Material to process
__________________________________________________

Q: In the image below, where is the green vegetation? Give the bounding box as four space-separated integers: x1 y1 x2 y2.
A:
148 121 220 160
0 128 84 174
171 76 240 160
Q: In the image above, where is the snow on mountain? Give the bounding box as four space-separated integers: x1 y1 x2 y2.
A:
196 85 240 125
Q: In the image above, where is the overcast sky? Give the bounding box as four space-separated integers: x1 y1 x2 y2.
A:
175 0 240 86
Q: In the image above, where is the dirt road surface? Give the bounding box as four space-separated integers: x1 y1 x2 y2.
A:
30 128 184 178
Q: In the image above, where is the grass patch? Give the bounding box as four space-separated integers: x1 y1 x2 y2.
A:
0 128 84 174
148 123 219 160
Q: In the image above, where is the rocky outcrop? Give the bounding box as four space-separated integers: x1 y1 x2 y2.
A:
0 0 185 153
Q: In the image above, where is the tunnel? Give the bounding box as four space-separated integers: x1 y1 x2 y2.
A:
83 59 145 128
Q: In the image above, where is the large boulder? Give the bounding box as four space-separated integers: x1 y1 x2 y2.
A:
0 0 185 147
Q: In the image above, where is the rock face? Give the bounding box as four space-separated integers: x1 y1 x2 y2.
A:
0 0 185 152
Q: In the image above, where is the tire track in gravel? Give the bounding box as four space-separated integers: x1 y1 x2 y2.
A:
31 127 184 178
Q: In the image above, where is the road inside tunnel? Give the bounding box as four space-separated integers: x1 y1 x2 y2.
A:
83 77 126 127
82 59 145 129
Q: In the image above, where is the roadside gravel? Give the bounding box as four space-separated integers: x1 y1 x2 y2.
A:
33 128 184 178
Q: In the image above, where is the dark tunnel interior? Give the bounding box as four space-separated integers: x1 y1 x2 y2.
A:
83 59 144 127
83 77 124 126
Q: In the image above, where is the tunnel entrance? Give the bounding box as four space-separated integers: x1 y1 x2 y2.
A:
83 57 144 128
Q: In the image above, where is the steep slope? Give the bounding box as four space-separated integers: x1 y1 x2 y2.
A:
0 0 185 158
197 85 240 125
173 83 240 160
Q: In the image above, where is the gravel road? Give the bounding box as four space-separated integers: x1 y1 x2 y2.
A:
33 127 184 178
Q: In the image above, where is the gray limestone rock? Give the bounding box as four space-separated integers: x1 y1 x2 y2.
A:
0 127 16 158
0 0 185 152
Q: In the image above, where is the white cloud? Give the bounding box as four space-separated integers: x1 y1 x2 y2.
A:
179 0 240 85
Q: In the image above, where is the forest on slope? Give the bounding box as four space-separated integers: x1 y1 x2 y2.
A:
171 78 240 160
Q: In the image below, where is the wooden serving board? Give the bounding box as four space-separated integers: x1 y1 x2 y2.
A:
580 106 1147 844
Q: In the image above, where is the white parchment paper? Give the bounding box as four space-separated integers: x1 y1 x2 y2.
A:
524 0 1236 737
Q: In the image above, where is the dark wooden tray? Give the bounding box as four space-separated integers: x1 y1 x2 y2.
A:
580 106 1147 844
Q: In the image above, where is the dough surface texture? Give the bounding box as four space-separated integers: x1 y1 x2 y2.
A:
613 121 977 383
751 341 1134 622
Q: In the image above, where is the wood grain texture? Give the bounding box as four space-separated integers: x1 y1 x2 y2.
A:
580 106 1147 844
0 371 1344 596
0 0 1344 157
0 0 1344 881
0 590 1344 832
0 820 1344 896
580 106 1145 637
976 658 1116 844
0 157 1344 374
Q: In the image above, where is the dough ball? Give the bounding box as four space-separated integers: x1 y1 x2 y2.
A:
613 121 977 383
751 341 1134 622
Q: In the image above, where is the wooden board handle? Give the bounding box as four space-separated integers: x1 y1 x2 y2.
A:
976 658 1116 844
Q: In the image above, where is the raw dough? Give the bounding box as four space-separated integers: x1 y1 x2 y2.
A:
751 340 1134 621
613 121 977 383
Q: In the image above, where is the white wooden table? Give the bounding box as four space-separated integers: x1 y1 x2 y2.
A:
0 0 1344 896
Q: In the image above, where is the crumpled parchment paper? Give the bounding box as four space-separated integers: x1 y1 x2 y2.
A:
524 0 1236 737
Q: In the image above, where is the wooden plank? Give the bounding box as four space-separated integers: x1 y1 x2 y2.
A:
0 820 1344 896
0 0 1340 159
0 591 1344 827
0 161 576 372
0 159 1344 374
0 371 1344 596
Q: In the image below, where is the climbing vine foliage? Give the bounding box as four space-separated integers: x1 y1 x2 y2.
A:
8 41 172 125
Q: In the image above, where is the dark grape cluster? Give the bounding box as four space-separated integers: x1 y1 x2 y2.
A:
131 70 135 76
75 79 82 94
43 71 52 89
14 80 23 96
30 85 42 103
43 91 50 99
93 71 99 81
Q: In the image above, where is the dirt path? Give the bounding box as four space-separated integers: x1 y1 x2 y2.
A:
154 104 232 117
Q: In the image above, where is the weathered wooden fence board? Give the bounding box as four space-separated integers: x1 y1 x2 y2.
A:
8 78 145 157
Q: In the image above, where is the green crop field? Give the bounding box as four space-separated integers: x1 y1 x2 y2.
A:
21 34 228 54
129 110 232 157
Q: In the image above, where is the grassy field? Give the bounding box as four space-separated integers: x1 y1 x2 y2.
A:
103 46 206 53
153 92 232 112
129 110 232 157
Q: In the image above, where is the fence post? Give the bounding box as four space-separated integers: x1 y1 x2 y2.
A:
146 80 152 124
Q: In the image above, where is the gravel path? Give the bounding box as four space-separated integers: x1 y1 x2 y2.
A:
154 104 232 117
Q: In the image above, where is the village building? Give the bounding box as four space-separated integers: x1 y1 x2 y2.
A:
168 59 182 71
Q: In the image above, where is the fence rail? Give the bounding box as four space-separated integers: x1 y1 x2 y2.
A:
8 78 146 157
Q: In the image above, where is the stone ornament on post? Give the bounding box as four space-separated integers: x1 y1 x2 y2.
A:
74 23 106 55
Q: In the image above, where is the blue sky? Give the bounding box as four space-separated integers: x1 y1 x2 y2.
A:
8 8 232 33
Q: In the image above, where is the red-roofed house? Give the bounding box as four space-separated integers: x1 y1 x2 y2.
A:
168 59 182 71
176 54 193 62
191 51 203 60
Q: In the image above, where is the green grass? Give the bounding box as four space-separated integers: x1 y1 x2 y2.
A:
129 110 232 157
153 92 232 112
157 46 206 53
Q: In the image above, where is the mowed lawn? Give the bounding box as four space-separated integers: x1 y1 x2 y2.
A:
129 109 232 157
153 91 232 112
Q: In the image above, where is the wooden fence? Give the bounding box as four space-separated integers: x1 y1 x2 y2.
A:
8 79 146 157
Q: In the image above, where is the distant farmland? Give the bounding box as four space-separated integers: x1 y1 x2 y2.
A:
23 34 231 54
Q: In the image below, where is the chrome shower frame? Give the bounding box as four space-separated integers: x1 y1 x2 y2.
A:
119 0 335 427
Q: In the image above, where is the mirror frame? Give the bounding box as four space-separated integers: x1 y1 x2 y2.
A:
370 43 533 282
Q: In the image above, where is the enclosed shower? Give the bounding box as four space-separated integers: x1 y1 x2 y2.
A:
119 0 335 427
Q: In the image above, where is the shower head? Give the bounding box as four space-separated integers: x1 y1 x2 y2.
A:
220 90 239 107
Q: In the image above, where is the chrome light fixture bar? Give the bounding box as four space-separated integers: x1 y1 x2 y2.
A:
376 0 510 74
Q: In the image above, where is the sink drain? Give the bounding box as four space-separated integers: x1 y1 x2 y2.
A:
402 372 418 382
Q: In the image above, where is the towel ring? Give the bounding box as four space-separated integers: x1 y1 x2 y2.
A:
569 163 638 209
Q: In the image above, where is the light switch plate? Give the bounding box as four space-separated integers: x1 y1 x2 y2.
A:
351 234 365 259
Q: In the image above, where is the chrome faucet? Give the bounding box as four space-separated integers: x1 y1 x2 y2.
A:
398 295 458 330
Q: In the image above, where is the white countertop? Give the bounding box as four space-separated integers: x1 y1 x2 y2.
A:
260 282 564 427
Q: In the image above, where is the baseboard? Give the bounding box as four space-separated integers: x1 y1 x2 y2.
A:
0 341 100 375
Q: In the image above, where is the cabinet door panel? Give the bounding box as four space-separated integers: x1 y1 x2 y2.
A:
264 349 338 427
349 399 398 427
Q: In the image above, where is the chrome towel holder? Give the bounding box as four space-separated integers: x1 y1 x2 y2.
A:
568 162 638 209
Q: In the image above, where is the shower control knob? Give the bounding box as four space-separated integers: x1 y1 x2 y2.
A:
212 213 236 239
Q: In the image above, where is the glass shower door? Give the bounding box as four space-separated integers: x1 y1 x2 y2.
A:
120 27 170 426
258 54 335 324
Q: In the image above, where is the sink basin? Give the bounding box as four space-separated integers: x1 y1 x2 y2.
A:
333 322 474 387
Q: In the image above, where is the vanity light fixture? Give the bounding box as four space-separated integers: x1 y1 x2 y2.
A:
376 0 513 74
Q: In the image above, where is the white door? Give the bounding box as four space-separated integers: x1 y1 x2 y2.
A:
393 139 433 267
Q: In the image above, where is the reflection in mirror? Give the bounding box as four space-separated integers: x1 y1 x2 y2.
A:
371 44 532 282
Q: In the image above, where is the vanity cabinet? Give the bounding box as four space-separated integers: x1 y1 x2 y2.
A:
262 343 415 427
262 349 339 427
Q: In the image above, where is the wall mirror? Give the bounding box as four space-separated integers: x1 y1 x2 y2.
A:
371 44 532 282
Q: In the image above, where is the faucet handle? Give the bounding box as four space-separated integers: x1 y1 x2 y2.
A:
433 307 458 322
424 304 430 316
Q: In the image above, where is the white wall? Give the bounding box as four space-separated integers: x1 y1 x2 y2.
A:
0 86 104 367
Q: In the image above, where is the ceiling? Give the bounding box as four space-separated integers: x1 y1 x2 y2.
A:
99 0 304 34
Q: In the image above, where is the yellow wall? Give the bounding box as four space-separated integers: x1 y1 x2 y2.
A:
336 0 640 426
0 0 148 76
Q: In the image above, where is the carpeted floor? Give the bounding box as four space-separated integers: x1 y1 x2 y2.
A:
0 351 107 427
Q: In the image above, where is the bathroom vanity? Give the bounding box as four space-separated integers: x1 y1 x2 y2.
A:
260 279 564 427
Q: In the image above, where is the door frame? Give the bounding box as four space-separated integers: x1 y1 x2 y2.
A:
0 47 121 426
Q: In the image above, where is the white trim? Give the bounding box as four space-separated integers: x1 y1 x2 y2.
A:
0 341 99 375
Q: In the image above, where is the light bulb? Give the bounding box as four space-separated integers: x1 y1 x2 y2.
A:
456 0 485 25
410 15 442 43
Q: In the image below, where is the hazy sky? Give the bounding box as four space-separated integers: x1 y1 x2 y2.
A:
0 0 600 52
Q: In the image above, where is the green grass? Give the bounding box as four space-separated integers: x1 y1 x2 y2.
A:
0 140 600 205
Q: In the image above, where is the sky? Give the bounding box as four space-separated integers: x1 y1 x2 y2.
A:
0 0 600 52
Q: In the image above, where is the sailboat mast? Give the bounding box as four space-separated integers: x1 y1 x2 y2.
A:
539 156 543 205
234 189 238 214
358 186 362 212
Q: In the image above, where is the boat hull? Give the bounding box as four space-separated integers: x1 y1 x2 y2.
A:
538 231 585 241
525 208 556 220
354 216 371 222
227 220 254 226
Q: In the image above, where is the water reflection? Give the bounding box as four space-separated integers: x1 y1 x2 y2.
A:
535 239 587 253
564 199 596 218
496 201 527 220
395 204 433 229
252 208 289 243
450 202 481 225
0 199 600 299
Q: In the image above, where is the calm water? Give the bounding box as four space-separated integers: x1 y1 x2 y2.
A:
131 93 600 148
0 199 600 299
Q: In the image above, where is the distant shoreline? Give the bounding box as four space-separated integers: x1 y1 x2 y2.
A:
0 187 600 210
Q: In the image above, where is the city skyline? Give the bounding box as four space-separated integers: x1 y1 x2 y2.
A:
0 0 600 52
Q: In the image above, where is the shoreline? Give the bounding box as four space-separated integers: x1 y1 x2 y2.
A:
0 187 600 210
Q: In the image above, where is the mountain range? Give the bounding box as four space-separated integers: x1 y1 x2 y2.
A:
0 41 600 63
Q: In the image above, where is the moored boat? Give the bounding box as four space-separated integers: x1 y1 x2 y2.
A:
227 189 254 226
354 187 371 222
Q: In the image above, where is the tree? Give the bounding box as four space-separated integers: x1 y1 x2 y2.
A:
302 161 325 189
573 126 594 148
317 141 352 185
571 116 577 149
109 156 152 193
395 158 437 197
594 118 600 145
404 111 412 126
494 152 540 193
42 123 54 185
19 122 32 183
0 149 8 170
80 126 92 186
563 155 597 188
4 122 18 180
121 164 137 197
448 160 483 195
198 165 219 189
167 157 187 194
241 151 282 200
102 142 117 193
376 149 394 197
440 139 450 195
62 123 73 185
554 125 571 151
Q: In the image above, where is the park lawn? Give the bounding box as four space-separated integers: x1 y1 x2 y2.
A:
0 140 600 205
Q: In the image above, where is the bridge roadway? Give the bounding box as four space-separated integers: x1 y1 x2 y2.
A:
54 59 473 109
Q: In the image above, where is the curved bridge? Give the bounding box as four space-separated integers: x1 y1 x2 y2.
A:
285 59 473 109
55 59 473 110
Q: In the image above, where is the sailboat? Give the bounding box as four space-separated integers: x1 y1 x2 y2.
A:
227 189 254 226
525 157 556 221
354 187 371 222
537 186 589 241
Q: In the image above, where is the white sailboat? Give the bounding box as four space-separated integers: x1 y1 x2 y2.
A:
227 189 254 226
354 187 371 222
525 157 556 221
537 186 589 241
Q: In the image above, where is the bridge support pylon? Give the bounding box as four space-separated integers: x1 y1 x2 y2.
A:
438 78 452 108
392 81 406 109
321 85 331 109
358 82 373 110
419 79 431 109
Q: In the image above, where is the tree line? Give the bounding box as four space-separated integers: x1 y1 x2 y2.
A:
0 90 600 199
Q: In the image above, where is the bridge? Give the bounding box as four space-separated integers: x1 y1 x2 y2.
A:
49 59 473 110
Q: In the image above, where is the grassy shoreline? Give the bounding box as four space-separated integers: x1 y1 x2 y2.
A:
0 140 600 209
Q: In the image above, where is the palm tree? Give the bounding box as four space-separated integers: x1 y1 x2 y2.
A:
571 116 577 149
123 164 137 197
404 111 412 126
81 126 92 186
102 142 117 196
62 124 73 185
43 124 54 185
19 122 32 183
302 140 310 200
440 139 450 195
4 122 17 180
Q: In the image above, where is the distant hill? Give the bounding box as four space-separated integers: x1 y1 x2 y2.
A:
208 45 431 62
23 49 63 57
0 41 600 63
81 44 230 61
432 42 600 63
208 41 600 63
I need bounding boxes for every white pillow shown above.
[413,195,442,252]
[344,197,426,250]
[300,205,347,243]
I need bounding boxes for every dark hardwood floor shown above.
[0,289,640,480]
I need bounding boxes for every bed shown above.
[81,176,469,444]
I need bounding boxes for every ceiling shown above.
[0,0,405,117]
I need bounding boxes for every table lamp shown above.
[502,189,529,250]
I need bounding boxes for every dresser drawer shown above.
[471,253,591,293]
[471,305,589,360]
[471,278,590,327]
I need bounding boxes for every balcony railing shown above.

__________________________________________________

Do this
Retype everything from "Q: In the image above, where is the tire" down to "173 83 240 160", both of those lines included, exactly as they appear in the items.

Exercise answer
Q: In the image above, where is the tire track in gravel? Give the bounding box as four space-separated integers: x1 y1 x2 y2.
A:
31 127 184 178
Q: In the image above, where is the road inside tunnel? Give the bounding box as four space-separated integers: x1 y1 x2 y2.
A:
83 77 126 127
82 59 145 129
Q: In the image above, where is the roadside gravel? Give the bounding box as four space-separated integers: x1 y1 x2 y2.
A:
33 128 184 178
Q: In the image above, where is the dark tunnel interior? Give the bounding box as four space-separated integers: x1 y1 x2 y2.
A:
83 59 144 127
83 77 124 126
Q: In the image above, where is the tunnel entrance? Give the bounding box as four space-separated integers: x1 y1 x2 y2.
A:
83 57 144 128
Q: In the image above, where is the steep slope? Give the bounding box as four space-separated integers: x1 y1 x2 y2.
A:
0 0 185 158
197 85 240 125
173 83 240 160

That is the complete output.